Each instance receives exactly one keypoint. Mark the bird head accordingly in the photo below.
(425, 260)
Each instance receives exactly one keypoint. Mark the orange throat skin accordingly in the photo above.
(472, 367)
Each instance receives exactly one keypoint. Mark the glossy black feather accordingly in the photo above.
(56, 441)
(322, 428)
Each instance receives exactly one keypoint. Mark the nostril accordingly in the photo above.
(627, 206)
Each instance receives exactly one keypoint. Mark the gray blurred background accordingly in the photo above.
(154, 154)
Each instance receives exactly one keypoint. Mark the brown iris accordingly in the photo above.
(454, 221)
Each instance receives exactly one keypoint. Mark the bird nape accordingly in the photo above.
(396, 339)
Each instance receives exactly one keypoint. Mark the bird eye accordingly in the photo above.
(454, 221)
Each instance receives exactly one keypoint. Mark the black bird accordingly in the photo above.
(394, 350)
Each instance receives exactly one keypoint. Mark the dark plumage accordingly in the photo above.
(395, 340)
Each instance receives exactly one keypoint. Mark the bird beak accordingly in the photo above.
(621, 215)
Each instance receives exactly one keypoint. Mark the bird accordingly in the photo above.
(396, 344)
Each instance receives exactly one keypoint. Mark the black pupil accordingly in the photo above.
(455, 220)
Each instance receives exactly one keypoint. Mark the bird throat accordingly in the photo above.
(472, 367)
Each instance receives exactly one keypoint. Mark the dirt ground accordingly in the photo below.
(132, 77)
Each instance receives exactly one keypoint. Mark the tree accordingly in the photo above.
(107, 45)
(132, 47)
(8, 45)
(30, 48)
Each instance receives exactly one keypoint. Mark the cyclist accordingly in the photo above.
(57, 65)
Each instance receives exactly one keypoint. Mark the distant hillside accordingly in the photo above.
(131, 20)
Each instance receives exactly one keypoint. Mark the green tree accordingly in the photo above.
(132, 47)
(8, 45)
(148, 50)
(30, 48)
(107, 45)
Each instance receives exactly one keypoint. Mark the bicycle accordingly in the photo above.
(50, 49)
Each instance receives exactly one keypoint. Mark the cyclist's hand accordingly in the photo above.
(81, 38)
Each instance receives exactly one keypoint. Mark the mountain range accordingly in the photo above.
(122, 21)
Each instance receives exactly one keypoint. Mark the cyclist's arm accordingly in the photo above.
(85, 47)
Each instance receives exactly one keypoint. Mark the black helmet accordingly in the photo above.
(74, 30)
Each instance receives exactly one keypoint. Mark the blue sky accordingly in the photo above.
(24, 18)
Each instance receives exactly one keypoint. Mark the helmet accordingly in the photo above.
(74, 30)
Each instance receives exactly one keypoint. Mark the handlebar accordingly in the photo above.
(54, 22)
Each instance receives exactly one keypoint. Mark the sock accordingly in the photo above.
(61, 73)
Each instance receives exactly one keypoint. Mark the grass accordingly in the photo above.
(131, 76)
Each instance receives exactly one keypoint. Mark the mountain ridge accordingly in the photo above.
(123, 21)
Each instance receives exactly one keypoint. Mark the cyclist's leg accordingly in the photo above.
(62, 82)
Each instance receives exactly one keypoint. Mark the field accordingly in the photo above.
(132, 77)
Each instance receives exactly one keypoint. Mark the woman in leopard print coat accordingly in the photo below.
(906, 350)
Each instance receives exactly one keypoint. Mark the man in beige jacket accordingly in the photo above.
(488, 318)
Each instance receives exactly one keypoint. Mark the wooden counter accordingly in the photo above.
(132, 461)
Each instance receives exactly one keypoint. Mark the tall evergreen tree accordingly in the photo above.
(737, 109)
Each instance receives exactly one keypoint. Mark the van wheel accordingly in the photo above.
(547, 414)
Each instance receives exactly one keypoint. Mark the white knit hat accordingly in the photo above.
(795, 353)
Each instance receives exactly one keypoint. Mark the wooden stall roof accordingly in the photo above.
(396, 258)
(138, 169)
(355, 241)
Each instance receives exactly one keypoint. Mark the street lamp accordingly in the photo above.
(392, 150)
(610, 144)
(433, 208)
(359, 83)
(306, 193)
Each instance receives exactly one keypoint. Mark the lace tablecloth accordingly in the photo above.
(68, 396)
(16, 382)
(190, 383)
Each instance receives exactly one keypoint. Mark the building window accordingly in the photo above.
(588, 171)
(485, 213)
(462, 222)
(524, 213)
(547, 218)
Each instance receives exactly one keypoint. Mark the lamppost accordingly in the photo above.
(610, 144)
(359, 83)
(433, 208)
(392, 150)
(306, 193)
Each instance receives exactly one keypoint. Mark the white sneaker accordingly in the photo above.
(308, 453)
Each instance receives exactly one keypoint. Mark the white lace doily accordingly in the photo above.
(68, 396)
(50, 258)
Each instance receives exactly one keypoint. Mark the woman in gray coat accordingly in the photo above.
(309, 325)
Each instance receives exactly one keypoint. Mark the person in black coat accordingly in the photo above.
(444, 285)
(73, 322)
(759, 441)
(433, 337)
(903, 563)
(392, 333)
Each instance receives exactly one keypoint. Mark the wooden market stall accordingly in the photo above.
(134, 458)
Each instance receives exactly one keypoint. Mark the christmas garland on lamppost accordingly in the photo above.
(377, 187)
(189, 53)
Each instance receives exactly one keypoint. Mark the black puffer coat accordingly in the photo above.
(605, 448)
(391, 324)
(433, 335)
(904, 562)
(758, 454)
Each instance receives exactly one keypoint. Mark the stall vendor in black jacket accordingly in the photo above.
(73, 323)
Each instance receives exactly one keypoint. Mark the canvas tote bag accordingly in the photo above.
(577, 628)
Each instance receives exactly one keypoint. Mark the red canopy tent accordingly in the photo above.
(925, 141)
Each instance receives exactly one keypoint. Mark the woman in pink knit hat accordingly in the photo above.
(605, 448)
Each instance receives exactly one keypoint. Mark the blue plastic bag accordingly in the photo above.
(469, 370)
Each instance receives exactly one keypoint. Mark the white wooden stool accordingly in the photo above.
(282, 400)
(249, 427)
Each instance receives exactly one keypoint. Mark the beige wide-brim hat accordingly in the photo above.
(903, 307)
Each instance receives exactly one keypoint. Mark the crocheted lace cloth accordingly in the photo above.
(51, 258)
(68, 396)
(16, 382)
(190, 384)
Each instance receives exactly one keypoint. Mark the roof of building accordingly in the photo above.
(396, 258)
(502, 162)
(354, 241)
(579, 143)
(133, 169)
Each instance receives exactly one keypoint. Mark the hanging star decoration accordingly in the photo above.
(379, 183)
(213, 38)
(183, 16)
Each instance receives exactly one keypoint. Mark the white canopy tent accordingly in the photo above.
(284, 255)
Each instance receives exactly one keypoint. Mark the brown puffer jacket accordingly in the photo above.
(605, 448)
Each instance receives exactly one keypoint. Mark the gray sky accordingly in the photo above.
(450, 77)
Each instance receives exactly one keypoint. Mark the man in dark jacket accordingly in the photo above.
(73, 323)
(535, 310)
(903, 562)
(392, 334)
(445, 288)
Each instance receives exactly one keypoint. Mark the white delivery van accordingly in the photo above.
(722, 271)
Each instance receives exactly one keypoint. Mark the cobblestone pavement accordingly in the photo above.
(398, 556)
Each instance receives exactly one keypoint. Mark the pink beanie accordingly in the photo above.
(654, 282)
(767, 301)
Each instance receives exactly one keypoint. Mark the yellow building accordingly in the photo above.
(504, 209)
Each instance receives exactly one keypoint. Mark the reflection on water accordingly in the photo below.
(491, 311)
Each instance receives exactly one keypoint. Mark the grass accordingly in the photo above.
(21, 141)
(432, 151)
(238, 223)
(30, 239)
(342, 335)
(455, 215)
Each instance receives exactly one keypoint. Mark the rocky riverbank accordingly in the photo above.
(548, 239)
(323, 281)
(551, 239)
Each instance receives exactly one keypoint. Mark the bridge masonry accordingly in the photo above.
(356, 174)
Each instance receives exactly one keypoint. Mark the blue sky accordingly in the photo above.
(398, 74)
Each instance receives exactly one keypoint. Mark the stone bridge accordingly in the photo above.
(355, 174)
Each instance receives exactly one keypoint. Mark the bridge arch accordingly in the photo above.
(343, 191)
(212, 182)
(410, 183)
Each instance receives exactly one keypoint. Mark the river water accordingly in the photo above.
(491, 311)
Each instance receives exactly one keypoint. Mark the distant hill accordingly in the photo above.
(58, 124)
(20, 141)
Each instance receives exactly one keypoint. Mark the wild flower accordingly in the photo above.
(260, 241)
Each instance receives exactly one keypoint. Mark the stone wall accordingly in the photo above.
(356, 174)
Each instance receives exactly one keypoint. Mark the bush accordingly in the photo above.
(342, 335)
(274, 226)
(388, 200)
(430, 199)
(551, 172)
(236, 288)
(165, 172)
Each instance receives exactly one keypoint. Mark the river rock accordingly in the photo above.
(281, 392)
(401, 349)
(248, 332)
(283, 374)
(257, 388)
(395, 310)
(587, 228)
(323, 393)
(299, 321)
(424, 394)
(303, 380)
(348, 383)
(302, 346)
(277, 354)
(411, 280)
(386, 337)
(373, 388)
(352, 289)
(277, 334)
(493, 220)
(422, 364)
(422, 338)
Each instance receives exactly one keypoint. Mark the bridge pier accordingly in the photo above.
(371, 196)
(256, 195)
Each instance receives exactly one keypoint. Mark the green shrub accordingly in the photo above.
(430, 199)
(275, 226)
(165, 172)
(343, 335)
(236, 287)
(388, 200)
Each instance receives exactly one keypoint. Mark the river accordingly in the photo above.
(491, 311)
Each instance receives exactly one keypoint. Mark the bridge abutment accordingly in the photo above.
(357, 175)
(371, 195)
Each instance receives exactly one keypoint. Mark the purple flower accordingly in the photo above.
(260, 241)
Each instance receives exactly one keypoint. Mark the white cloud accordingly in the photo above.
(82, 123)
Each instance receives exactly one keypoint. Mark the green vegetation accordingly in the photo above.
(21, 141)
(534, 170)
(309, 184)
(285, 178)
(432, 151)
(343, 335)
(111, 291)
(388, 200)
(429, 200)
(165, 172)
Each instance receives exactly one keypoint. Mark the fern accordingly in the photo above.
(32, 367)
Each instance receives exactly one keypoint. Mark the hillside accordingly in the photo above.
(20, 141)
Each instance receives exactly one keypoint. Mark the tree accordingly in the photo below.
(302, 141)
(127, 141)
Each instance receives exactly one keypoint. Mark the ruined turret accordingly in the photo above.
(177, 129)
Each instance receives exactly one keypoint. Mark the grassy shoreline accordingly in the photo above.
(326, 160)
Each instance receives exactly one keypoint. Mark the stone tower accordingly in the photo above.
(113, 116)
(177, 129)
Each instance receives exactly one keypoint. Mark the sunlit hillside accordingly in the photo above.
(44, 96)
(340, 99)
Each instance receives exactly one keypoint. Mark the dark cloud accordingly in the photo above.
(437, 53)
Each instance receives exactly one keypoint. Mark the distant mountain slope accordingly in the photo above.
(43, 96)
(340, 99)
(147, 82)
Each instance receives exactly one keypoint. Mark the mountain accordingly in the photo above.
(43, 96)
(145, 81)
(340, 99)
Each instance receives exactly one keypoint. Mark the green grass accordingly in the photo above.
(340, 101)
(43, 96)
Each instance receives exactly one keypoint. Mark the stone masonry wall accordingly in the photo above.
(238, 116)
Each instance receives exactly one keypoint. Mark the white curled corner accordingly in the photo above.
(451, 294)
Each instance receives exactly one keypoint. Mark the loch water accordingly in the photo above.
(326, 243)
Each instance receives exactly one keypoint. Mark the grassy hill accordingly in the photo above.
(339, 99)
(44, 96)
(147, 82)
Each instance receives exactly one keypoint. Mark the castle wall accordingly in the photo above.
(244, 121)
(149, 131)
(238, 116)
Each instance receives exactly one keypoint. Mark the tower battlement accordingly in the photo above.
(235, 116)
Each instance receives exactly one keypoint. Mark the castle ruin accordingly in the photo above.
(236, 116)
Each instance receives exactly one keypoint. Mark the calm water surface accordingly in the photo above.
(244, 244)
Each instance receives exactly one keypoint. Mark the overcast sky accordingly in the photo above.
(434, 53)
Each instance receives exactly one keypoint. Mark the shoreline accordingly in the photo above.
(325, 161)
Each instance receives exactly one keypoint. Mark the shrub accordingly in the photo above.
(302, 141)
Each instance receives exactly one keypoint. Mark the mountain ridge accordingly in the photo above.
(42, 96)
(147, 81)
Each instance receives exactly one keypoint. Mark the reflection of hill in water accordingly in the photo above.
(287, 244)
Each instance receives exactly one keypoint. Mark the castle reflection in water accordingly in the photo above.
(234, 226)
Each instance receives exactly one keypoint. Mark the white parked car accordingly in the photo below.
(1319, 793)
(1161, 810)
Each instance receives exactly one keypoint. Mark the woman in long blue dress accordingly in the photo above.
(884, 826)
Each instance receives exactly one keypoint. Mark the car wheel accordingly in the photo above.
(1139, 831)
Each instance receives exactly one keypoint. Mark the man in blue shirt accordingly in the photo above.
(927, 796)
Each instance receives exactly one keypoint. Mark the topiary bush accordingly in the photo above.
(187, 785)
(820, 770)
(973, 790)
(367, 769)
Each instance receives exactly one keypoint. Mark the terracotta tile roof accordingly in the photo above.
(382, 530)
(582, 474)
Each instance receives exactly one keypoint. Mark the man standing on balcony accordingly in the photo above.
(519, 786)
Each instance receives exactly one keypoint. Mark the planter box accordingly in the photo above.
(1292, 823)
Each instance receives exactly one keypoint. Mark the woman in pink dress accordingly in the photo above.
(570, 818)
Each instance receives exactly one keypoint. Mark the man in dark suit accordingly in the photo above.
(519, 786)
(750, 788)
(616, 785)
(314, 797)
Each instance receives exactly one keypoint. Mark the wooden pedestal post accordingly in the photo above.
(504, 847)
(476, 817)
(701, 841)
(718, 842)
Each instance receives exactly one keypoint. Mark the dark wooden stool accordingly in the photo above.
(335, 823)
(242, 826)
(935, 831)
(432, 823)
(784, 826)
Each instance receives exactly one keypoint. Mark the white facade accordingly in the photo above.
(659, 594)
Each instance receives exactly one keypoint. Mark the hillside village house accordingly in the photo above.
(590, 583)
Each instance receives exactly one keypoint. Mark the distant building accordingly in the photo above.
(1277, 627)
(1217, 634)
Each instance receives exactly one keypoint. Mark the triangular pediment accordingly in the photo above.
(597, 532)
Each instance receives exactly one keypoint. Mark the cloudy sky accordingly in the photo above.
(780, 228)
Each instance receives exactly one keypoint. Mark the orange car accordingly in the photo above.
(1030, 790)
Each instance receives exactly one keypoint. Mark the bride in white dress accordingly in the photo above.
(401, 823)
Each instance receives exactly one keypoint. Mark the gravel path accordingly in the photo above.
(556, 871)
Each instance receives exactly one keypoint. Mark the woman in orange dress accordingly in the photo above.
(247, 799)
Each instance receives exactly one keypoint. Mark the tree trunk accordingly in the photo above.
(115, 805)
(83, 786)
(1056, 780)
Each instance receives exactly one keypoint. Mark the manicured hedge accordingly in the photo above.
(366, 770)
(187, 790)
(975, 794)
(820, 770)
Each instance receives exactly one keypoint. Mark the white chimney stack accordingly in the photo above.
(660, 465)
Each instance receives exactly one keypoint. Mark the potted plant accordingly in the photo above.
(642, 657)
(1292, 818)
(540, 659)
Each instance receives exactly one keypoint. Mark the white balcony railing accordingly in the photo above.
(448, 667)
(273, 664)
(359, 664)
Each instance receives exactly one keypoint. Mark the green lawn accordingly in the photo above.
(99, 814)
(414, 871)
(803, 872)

=-=-=-=-=

_Activity_:
Having found the line that contains "distant building accordingly in the photo above.", set down that line and all the rest through the end of the records, exactly.

_Your response_:
Each instance receives exactly one keypoint. Mark the distant building accordingly in the photo above.
(1277, 627)
(1217, 634)
Each instance receives exactly one keypoint. Mark the triangular pediment accordingly in the photo above.
(597, 532)
Each instance receives exactly one keypoint. Mark the cloudy sky accordingly in the photo above.
(780, 228)
Each instance receives exactly one keypoint. Mark the orange car accordingly in the photo above.
(1030, 790)
Each instance receives exactly one keypoint. Mark the bride in white dress accordingly in the photo above.
(401, 823)
Each instance receives exactly one keypoint. Mark the gravel path accordingly in the photo above.
(556, 871)
Each instance receives exactly one keypoint. Mark the woman in orange dress accordingly in the photo above.
(247, 799)
Each instance receives exactly one keypoint. Mark the tree trunk accordingly in the photo above.
(115, 805)
(83, 786)
(1056, 780)
Each instance receives exactly one keypoint. Mark the manicured hedge accordingly in the photo above.
(366, 770)
(187, 790)
(975, 794)
(820, 770)
Each instance receives exactly one keypoint. Mark the white chimney stack accordingly in the photo above.
(660, 465)
Each instance receives exactly one keypoint. Mark the potted plant accordingly in the photo above.
(642, 657)
(1292, 818)
(540, 659)
Each instance receives exactly one keypoint. Mark the white balcony railing accordingly in the photo above.
(448, 667)
(273, 664)
(359, 664)
Each instance receives exactly one keypoint. Mark the green lawn accordingly in the photo above.
(99, 814)
(414, 871)
(803, 872)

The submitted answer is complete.